Stated goal 1:
From the passage on Vinoba below, list the three people he named as his greatest influences.
━━ Page excerpt
The seeker in the young Vinayak Narhari Bhave, sought and found a perennial source of satisfaction in
the person of Mahatma Gandhi whom he met in 1916, at the age of 21. The meeting produced the
Vinoba whom Gandhiji later presented to India and to the world at large.
Though Vinoba held independent views and said that he was a man of his own ideas, yet he
always acknowledged his indebtedness to others. Among the greatest influences on him, Vinoba takes
out three names: Shankaracharya, Sant Dnyaneshwar and Mahatma Gandhi.
━━━━
Stated goal 2:
Copy the records that follow word for word, keeping every line of them.
━━ Excerpted data
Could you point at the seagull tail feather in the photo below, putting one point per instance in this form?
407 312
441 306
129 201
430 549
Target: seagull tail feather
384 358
━━━━
Expected answer 1:
Shankaracharya, Sant Dnyaneshwar, Mahatma Gandhi

Expected answer 2:
Could you point at the seagull tail feather in the photo below, putting one point per instance in this form?
407 312
441 306
129 201
430 549
Target: seagull tail feather
384 358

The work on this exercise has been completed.